** start RECORDS PROVIDED **
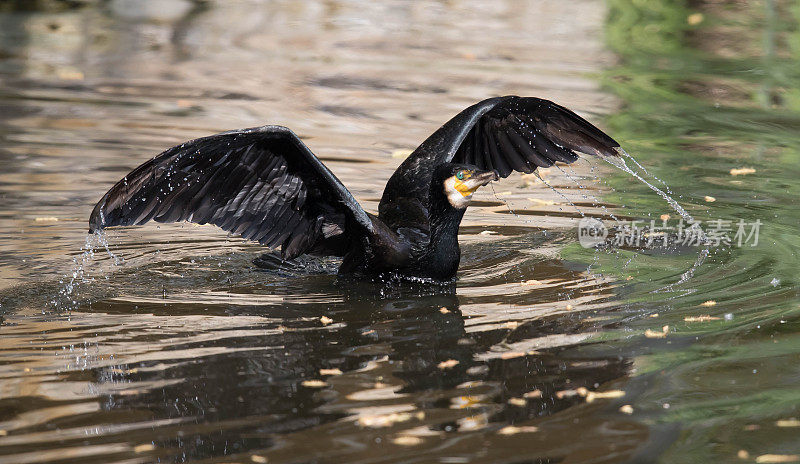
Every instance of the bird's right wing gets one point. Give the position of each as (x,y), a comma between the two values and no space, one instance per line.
(503,133)
(261,183)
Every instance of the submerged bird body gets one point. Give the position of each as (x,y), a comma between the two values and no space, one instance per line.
(266,185)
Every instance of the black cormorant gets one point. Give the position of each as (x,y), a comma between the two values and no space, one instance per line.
(266,185)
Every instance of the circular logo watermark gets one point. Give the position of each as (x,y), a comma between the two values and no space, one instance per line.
(591,232)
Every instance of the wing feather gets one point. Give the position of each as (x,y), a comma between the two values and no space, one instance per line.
(261,183)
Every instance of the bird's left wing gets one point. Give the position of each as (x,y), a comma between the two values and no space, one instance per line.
(261,183)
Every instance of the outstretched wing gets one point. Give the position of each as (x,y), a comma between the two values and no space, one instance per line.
(504,133)
(261,183)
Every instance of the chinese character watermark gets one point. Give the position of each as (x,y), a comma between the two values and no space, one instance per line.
(593,232)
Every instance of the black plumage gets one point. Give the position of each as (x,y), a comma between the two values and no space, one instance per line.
(266,185)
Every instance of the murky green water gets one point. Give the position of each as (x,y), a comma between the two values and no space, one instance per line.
(184,352)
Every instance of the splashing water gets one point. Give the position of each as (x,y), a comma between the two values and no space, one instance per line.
(624,153)
(67,298)
(674,204)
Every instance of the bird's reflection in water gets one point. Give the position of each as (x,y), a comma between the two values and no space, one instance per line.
(395,365)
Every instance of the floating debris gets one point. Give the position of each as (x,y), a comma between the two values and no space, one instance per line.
(407,440)
(655,334)
(566,394)
(777,458)
(604,395)
(703,318)
(694,19)
(513,430)
(314,383)
(478,370)
(386,420)
(742,171)
(533,394)
(793,422)
(143,448)
(449,364)
(512,354)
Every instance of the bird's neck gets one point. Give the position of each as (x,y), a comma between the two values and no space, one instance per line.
(445,220)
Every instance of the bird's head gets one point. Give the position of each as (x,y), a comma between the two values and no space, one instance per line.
(460,181)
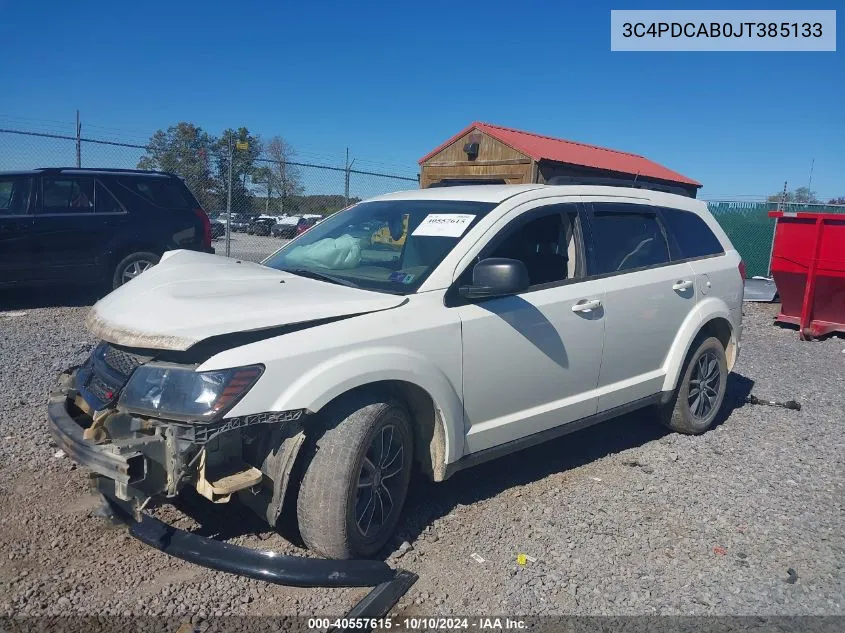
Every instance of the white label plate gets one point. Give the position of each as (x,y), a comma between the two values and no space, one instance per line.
(444,224)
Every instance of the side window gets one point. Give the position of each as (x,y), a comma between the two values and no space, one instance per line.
(546,242)
(692,235)
(626,237)
(14,195)
(104,201)
(65,194)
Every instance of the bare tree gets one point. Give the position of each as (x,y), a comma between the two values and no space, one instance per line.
(287,178)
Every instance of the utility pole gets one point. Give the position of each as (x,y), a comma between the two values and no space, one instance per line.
(229,203)
(810,184)
(781,207)
(348,171)
(78,141)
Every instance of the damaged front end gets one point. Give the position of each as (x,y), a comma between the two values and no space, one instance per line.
(147,427)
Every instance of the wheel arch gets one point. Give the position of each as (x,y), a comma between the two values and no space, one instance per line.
(434,404)
(712,317)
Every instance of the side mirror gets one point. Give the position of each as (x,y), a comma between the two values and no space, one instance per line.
(496,277)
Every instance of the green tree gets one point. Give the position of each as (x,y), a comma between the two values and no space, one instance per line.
(243,166)
(286,178)
(186,150)
(802,195)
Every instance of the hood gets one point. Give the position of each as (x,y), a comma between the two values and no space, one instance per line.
(189,297)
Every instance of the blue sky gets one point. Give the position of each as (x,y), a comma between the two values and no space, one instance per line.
(391,80)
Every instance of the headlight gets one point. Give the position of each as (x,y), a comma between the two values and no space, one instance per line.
(181,393)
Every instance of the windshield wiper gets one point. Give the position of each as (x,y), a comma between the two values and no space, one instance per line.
(313,274)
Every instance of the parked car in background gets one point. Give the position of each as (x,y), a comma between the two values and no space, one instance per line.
(285,226)
(94,225)
(261,226)
(241,222)
(306,223)
(218,228)
(513,314)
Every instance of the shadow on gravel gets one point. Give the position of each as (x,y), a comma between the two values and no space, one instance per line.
(49,297)
(429,501)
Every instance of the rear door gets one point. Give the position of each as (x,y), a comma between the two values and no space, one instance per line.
(531,361)
(690,239)
(647,298)
(166,215)
(76,218)
(16,226)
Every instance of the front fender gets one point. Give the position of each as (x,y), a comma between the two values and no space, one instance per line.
(707,309)
(321,384)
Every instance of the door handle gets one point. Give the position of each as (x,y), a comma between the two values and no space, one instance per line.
(683,284)
(585,305)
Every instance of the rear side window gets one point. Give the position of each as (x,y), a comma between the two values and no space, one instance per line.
(14,195)
(625,239)
(692,235)
(67,194)
(167,193)
(105,202)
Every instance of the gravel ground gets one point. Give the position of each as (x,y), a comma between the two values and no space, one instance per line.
(621,518)
(248,247)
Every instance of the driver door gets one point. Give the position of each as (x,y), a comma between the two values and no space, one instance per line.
(531,361)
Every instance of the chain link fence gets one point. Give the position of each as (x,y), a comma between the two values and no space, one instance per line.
(266,197)
(254,207)
(751,230)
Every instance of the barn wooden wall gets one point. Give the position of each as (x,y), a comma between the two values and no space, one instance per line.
(495,160)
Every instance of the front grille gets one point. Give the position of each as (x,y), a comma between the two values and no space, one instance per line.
(122,362)
(100,389)
(105,373)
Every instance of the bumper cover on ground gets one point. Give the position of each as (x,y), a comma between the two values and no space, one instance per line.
(269,566)
(68,435)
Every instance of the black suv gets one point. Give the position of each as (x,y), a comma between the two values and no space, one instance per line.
(93,225)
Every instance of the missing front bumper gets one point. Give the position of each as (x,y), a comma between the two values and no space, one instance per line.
(270,567)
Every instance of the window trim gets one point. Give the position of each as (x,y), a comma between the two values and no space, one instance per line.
(674,245)
(643,209)
(453,300)
(30,202)
(39,207)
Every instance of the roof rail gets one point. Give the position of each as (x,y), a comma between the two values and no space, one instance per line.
(106,170)
(633,183)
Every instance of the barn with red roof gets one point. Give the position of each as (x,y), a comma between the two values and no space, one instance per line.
(486,153)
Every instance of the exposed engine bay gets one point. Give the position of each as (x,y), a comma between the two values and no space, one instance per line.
(150,458)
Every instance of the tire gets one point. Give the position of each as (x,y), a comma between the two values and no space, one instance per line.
(131,266)
(337,517)
(685,412)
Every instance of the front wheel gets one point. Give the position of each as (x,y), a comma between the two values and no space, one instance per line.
(131,266)
(357,479)
(701,389)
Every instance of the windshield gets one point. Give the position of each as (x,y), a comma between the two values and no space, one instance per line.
(389,246)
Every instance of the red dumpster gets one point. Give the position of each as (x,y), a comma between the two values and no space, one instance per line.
(808,266)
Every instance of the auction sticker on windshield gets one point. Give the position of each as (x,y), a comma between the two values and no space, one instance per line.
(444,225)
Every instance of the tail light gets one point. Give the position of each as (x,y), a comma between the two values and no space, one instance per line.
(206,227)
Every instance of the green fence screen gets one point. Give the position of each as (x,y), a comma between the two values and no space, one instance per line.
(751,229)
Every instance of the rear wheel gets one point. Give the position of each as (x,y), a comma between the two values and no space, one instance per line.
(357,478)
(701,389)
(131,266)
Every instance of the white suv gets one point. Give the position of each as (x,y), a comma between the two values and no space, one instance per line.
(496,317)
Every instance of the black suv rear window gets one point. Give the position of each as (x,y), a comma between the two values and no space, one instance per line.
(692,235)
(168,193)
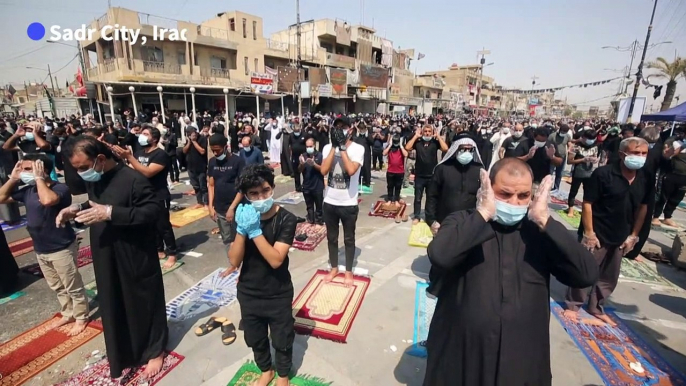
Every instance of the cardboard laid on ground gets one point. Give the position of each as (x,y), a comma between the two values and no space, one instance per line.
(292,198)
(186,216)
(209,293)
(420,235)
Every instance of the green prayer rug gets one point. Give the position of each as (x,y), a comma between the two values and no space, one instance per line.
(573,221)
(249,373)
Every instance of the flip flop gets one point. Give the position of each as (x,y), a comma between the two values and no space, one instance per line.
(210,325)
(228,333)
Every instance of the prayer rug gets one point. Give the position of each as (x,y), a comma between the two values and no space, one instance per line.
(209,293)
(315,234)
(7,227)
(618,354)
(424,307)
(38,348)
(249,373)
(366,189)
(187,216)
(11,297)
(327,310)
(84,258)
(21,247)
(573,221)
(420,235)
(99,374)
(292,198)
(639,272)
(387,210)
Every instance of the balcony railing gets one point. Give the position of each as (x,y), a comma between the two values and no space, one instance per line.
(216,33)
(215,72)
(162,67)
(277,46)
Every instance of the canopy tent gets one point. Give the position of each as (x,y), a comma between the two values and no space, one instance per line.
(675,114)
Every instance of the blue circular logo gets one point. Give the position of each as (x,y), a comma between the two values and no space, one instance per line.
(36,31)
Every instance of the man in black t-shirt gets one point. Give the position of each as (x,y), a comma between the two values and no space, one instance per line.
(265,289)
(153,163)
(222,172)
(196,164)
(426,142)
** end RECORDS PROVIDED **
Beginning at the line where "Every instance of the balcony" appears, extract each line through the end of the data above; keep them exact and include nothing else.

SOLVED EXERCISE:
Every instance of the balcony railing gets one point. Give the position of each as (x,y), a comma between the two values and no space, one instance per line.
(216,33)
(215,72)
(162,67)
(277,46)
Every instance of the canopy tent gets one point. Give the position of each as (x,y), a comma between the two values and no space, one instance per line.
(675,114)
Every instance of the blue circular logo gets one point. Give the position of each as (x,y), a comma between the two values and no space, one instance per line.
(36,31)
Every instance of the man in black t-shirt gets one point. Give the position of each as (x,y), a comma between the two values and no space, one instance per line.
(265,289)
(153,163)
(222,172)
(196,164)
(426,142)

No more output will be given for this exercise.